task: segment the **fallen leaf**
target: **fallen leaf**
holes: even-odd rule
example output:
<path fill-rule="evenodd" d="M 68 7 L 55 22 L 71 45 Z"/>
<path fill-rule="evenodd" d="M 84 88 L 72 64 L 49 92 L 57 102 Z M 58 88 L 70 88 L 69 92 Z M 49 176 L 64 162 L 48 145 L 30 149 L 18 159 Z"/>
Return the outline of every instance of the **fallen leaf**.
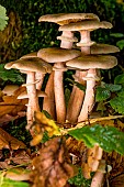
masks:
<path fill-rule="evenodd" d="M 12 150 L 26 148 L 26 145 L 0 128 L 0 150 L 10 147 Z"/>
<path fill-rule="evenodd" d="M 60 138 L 47 141 L 40 150 L 40 155 L 32 162 L 33 187 L 64 187 L 67 180 L 76 175 L 75 168 L 66 160 L 67 155 L 68 152 Z"/>

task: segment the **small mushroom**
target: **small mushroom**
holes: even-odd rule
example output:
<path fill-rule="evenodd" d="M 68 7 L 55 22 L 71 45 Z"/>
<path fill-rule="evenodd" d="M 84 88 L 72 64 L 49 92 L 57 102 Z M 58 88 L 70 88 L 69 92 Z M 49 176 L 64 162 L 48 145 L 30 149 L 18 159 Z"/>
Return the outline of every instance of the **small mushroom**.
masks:
<path fill-rule="evenodd" d="M 106 173 L 105 170 L 106 164 L 104 160 L 101 160 L 98 170 L 92 177 L 91 186 L 90 187 L 102 187 L 104 184 L 104 174 Z"/>
<path fill-rule="evenodd" d="M 21 59 L 24 59 L 24 58 L 34 58 L 34 57 L 37 57 L 37 52 L 32 52 L 30 54 L 26 54 L 24 56 L 21 57 Z M 41 90 L 42 88 L 42 85 L 43 85 L 43 81 L 44 81 L 44 76 L 45 74 L 42 74 L 42 73 L 36 73 L 35 74 L 35 79 L 38 80 L 38 82 L 36 82 L 36 89 L 37 90 Z"/>
<path fill-rule="evenodd" d="M 5 64 L 5 69 L 15 68 L 20 72 L 25 73 L 26 76 L 26 91 L 29 96 L 29 105 L 27 105 L 27 129 L 33 123 L 34 119 L 34 111 L 40 110 L 38 106 L 38 98 L 36 96 L 36 86 L 35 86 L 35 73 L 50 73 L 52 66 L 44 62 L 41 58 L 32 57 L 32 58 L 22 58 L 15 62 L 11 62 Z"/>
<path fill-rule="evenodd" d="M 36 96 L 40 97 L 47 97 L 46 92 L 36 90 Z M 18 99 L 27 99 L 27 91 L 23 91 L 21 95 L 18 96 Z"/>
<path fill-rule="evenodd" d="M 65 50 L 57 47 L 42 48 L 38 51 L 37 56 L 47 63 L 54 63 L 54 92 L 55 92 L 55 105 L 56 105 L 56 116 L 57 122 L 63 123 L 66 119 L 66 105 L 64 96 L 64 70 L 65 62 L 76 58 L 80 55 L 79 51 L 76 50 Z"/>
<path fill-rule="evenodd" d="M 47 97 L 43 100 L 43 110 L 46 110 L 53 119 L 56 119 L 56 111 L 55 111 L 55 96 L 54 96 L 54 70 L 50 73 L 46 87 L 45 92 Z"/>
<path fill-rule="evenodd" d="M 81 55 L 75 59 L 66 63 L 69 67 L 78 69 L 89 69 L 84 80 L 87 80 L 86 96 L 83 105 L 78 117 L 78 122 L 88 119 L 89 112 L 91 112 L 94 105 L 94 86 L 99 80 L 97 76 L 97 69 L 109 69 L 117 65 L 117 59 L 110 55 Z"/>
☆ ☆ ☆ ☆ ☆ ☆ ☆
Challenge
Please output the lines above exactly as they appear, from the very first one through the line that holds "60 138 L 47", both included. Leave the pictures out of your answer.

Full response
task: segment the **fallen leaf**
target: **fallen leaf**
holes: even-odd rule
example output:
<path fill-rule="evenodd" d="M 68 7 L 55 22 L 71 45 Z"/>
<path fill-rule="evenodd" d="M 84 88 L 72 64 L 49 92 L 57 102 Z M 58 88 L 70 88 L 69 92 Z M 49 176 L 64 162 L 48 145 L 30 149 L 18 159 Z"/>
Return the outline of every instance of the **fallen leaf**.
masks:
<path fill-rule="evenodd" d="M 12 150 L 26 148 L 26 145 L 0 128 L 0 150 L 10 147 Z"/>
<path fill-rule="evenodd" d="M 60 138 L 47 141 L 40 150 L 40 155 L 32 162 L 33 187 L 64 187 L 67 180 L 76 175 L 75 168 L 66 160 L 67 155 L 68 152 Z"/>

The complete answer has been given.